* Aim of the task: For this exercise, print all of the entries exactly as given.

START Materials provided

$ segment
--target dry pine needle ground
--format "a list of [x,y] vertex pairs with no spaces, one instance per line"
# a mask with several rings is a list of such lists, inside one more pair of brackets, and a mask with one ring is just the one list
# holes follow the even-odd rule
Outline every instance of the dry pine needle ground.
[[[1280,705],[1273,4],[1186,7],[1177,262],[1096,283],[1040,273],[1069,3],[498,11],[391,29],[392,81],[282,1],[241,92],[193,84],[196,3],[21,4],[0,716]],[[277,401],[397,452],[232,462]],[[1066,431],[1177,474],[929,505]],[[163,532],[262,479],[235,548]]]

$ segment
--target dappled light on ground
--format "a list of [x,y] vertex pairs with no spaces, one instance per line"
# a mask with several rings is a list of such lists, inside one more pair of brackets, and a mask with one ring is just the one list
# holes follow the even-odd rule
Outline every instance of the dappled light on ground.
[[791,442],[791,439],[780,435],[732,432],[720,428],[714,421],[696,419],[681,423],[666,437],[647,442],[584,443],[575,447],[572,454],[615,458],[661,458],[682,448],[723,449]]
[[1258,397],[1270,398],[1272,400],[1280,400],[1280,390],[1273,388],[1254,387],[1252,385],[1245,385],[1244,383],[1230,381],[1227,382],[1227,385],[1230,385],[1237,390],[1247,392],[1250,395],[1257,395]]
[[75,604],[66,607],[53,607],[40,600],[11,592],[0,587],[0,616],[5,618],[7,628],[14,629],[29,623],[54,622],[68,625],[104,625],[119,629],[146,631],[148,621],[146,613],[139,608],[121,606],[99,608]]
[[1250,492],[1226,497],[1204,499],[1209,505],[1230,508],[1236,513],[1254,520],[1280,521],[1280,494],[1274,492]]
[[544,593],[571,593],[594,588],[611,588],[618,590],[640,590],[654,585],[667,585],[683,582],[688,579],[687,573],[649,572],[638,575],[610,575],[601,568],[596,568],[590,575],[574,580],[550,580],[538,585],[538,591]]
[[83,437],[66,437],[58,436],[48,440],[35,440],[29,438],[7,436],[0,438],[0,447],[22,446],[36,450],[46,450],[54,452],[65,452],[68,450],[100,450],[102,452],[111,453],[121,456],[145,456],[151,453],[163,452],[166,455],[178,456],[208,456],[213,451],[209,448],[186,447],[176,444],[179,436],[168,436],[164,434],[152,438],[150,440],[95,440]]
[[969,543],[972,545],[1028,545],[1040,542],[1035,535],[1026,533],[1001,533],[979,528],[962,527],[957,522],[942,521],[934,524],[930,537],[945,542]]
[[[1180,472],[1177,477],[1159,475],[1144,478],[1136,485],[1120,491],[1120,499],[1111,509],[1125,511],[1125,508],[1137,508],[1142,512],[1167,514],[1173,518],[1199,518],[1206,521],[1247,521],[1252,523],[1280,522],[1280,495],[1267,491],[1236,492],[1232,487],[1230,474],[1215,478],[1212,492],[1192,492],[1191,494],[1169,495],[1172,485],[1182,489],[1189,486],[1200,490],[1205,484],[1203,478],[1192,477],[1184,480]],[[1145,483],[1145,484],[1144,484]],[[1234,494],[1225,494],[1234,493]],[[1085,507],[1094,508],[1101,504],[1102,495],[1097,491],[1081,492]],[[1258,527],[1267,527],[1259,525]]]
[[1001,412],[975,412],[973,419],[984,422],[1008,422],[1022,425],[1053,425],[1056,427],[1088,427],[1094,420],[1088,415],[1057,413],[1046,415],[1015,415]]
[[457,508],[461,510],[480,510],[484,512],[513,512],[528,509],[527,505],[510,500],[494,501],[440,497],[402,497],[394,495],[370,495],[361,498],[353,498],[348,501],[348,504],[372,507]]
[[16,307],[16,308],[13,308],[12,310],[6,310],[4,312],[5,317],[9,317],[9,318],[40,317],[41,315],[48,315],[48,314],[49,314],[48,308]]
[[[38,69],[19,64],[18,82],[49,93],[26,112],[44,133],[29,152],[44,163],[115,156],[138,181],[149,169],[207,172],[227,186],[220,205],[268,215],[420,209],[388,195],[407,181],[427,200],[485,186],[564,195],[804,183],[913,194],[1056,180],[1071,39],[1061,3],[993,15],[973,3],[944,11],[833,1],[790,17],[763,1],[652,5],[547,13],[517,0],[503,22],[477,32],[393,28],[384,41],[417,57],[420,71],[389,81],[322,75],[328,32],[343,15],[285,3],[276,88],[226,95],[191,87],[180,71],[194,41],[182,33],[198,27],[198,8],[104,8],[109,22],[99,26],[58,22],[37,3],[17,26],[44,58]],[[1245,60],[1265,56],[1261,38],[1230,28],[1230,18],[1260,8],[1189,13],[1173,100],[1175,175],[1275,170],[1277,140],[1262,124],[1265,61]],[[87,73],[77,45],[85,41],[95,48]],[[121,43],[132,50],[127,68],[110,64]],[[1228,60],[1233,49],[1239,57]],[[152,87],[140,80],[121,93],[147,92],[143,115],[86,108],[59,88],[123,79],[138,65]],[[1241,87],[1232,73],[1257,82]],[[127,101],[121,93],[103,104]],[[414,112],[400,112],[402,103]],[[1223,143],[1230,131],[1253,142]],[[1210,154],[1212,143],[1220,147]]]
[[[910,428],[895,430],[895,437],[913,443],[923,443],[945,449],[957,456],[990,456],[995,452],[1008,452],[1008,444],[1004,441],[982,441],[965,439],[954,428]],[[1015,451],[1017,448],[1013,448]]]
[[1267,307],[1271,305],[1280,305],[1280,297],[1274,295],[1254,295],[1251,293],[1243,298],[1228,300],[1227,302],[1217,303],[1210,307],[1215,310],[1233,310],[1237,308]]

END Materials provided

* Response below:
$ segment
--target dry pine needle ground
--format "a list of [x,y] vertex pairs with no spaces, one instance per line"
# a mask with several rings is a list of such lists, inside one more pair of brackets, and a mask with one ring is just the one list
# holes follow the even-odd rule
Outline every instance of the dry pine needle ground.
[[[1280,705],[1273,4],[1186,7],[1177,262],[1096,283],[1040,273],[1069,3],[498,11],[391,29],[392,81],[282,1],[241,92],[193,84],[196,3],[21,4],[0,716]],[[277,401],[397,452],[232,462]],[[1066,431],[1177,474],[929,505]],[[163,532],[262,479],[235,548]]]

$ segment
--target dappled light on ground
--format "a list of [x,y] vertex pairs with no spaces, one instance per line"
# a mask with several rings is a list of such lists, inside one more pair of brackets, and a mask with one ring is just the one list
# holes follow the even-odd rule
Outline every instance of the dappled light on ground.
[[791,442],[791,439],[780,435],[732,432],[720,428],[714,421],[696,419],[681,423],[666,437],[647,442],[584,443],[575,447],[572,454],[615,458],[661,458],[682,448],[723,449]]
[[1258,397],[1270,398],[1272,400],[1280,400],[1280,390],[1273,388],[1254,387],[1252,385],[1245,385],[1244,383],[1230,381],[1227,382],[1227,385],[1230,385],[1237,390],[1247,392],[1250,395],[1257,395]]
[[75,604],[66,607],[53,607],[40,600],[11,592],[0,587],[0,616],[5,618],[7,628],[14,629],[29,623],[54,622],[68,625],[104,625],[119,629],[146,631],[148,621],[146,613],[139,608],[121,606],[99,608]]
[[1250,492],[1226,497],[1204,499],[1209,505],[1230,508],[1236,513],[1254,520],[1280,521],[1280,494],[1274,492]]
[[544,593],[571,593],[594,588],[611,588],[618,590],[640,590],[654,585],[667,585],[683,582],[688,579],[687,573],[649,572],[638,575],[610,575],[601,568],[596,568],[590,575],[574,580],[550,580],[538,585],[538,591]]
[[83,437],[66,437],[58,436],[48,440],[35,440],[29,438],[7,436],[0,438],[0,447],[22,446],[36,450],[46,450],[54,452],[65,452],[68,450],[100,450],[102,452],[111,453],[121,456],[145,456],[151,453],[163,452],[166,455],[178,456],[208,456],[213,451],[209,448],[186,447],[176,444],[179,436],[168,436],[164,434],[152,438],[150,440],[95,440]]
[[969,543],[972,545],[1028,545],[1040,542],[1035,535],[1026,533],[1001,533],[979,528],[962,527],[957,522],[942,521],[934,524],[930,537],[945,542]]
[[[1180,472],[1177,477],[1159,475],[1144,478],[1136,485],[1120,491],[1120,499],[1111,509],[1125,511],[1125,508],[1137,508],[1142,512],[1167,514],[1173,518],[1199,518],[1206,521],[1247,521],[1252,523],[1280,522],[1280,495],[1267,491],[1236,492],[1232,487],[1230,474],[1215,478],[1212,492],[1192,492],[1191,494],[1169,495],[1172,485],[1182,489],[1189,486],[1200,490],[1205,484],[1203,478],[1192,477],[1184,480]],[[1145,483],[1145,484],[1144,484]],[[1234,494],[1225,494],[1234,493]],[[1085,507],[1094,508],[1101,504],[1102,495],[1097,491],[1081,492]],[[1258,527],[1267,527],[1259,525]]]
[[1001,412],[975,412],[973,419],[984,422],[1008,422],[1022,425],[1053,425],[1056,427],[1088,427],[1094,420],[1088,415],[1057,413],[1046,415],[1015,415]]
[[457,508],[461,510],[480,510],[484,512],[513,512],[528,509],[527,505],[510,500],[494,501],[440,497],[402,497],[394,495],[370,495],[361,498],[353,498],[348,501],[348,504],[372,507]]
[[16,307],[16,308],[13,308],[12,310],[6,310],[4,312],[5,317],[9,317],[9,318],[40,317],[41,315],[48,315],[48,314],[49,314],[48,308]]
[[[38,69],[19,64],[18,82],[49,93],[26,112],[44,133],[29,152],[44,163],[115,156],[138,181],[149,169],[207,172],[227,186],[220,205],[268,215],[420,209],[388,195],[407,181],[427,200],[485,186],[564,195],[804,183],[913,194],[1056,180],[1071,39],[1061,3],[993,15],[973,3],[944,11],[833,1],[790,17],[763,1],[652,5],[547,13],[517,0],[503,22],[477,32],[393,28],[384,41],[417,57],[420,71],[389,81],[322,75],[328,32],[343,15],[285,3],[276,88],[226,95],[191,87],[180,71],[194,41],[182,33],[198,27],[198,8],[104,8],[109,22],[99,26],[58,22],[37,3],[17,26],[44,58]],[[1245,60],[1265,56],[1261,38],[1230,28],[1230,18],[1260,8],[1189,13],[1173,100],[1175,175],[1275,170],[1277,140],[1262,124],[1265,61]],[[87,73],[77,45],[85,41],[95,48]],[[121,43],[132,50],[127,68],[110,64]],[[1228,60],[1233,49],[1239,57]],[[152,87],[140,80],[121,93],[147,92],[143,115],[86,108],[59,88],[123,79],[138,65]],[[1241,87],[1232,73],[1257,82]],[[127,101],[121,93],[103,104]],[[414,112],[400,112],[402,103]],[[1223,143],[1230,131],[1253,142]],[[1210,154],[1212,143],[1220,147]]]
[[[910,428],[895,430],[895,437],[913,443],[923,443],[945,449],[957,456],[990,456],[995,452],[1008,452],[1008,444],[1004,441],[982,441],[965,439],[954,428]],[[1015,451],[1017,448],[1013,448]]]
[[1267,307],[1271,305],[1280,305],[1280,297],[1274,295],[1254,295],[1251,293],[1243,298],[1228,300],[1227,302],[1217,303],[1210,307],[1215,310],[1233,310],[1237,308]]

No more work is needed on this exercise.